PROVIDED DATA
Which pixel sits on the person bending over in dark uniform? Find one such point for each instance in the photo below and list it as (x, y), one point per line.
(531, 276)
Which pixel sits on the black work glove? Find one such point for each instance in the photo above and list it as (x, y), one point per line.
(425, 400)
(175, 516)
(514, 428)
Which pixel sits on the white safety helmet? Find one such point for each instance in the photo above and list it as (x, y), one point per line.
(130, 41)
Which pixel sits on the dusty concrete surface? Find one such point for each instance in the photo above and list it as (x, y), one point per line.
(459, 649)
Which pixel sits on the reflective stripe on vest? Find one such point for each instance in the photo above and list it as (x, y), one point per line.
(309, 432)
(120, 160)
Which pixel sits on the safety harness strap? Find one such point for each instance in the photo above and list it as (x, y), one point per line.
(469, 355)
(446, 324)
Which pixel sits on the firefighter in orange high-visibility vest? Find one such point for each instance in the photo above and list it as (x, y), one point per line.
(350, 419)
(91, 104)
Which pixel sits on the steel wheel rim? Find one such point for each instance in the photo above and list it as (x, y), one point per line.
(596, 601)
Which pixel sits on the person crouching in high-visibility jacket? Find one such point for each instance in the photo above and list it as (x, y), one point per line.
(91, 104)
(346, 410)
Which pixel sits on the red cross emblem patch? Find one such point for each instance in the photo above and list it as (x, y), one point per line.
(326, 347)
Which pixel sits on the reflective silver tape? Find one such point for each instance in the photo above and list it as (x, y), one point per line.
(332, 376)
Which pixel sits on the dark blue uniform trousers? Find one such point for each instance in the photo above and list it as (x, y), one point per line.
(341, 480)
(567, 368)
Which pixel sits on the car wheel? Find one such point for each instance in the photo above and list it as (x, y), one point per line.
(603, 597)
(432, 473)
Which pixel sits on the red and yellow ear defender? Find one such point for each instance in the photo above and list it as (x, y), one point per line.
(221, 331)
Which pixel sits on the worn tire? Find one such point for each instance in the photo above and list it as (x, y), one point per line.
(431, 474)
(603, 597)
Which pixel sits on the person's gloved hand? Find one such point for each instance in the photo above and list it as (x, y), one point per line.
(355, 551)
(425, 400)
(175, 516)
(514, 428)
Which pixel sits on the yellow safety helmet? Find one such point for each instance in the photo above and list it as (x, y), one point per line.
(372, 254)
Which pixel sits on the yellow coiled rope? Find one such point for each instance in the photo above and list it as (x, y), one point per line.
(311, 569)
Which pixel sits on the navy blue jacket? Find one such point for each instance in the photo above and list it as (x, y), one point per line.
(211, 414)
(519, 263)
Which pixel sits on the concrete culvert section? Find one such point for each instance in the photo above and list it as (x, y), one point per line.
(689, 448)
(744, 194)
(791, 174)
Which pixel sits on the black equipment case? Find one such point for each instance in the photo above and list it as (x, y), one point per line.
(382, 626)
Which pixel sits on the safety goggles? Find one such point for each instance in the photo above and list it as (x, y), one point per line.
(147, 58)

PROBLEM STATEMENT
The whole listing should be transcribed word for word.

ANSWER BELOW
Which pixel sits on the person bending over in dark uniform? Find one such point for each instance in the photo below and list it as (x, y), one point per line.
(531, 276)
Which pixel sits on the black work glove? Find one such point for each instance in the photo above and list it as (x, y), one point per line.
(425, 400)
(175, 516)
(514, 428)
Which pixel sits on the white safety helmet? Find one such point for each instance in the photo above and list it as (x, y), one point per line.
(130, 41)
Which pixel sits on the dusty concrete surface? Find one such point for each instance in the photo above and list it as (x, y), one point per line.
(459, 649)
Which pixel sits on the reflective stripe on vest? Find one such point for each instance in the photo above and list it as (x, y), one point per line.
(309, 432)
(120, 160)
Which pixel sits on the safety harness strap? Find one such point for each instance in the photo above and list it as (x, y), one point per line.
(469, 355)
(446, 324)
Which pixel sits on the firefighter in orange high-visibility vest? Find one such point for each instance in the photo above and list it as (x, y), one point per line.
(350, 419)
(91, 104)
Which pixel sits on the steel wheel rim? Find one such point for each instance in the photo above and list it as (x, y), one point per line.
(596, 601)
Which pixel sits on the person crouching in high-visibility jacket? Find one such point for each instance in the photo above and list it as (x, y), one point per line.
(91, 104)
(346, 410)
Which pixel sits on the red cross emblem patch? Find one such point for each instance in the photo above and list it as (x, y), one point per line.
(326, 347)
Which pixel sits on the reflective silver tape? Find one such point for each instance in the photo above and list it as (x, y), one point per line.
(332, 376)
Which pixel sits on the dark blue uniform trousers? Find one such point for each instance in the photo above and list it as (x, y), one point per line.
(341, 480)
(567, 368)
Which pixel sits on the car wheel? Find one such point for each instance in the photo above and list it as (x, y), one point per line.
(603, 597)
(432, 473)
Which pixel sits on the red and yellow ear defender? Find one such point for each instance in the photo above and list it as (x, y), one point per line.
(221, 331)
Which pixel sits on the worn tire? Find one such point for each instance in the photo above and list it as (x, y), one point per line.
(431, 474)
(603, 597)
Which pixel sits on the person's gloved hand? Find one such point for each instance in the photo above and list it as (x, y), one point per line.
(355, 551)
(425, 400)
(175, 516)
(514, 428)
Which pixel sits on the yellow safety helmet? Find one such point for each instance in the photo above and list it as (x, y), one point per line.
(372, 254)
Which pixel sits on the yellow coiled rope? Find one such point for each instance in the photo above and list it as (x, y), one point per line.
(311, 569)
Which pixel sits on the navy blue jacket? Find one such point for each instance in the photo above and list it as (x, y), one point per line.
(211, 414)
(519, 263)
Which pixel sits on the concrete culvert section? Find one such point for each instance in the photo above and list it as (x, y), one point per line.
(689, 448)
(744, 194)
(791, 174)
Which pixel sits on the black equipment case? Find one such point for each instance in the photo above and list it as (x, y), one point per line.
(382, 626)
Which pixel sits on the safety goggles? Find one such point for each instance in the photo above and list it as (x, y), one point per line.
(147, 58)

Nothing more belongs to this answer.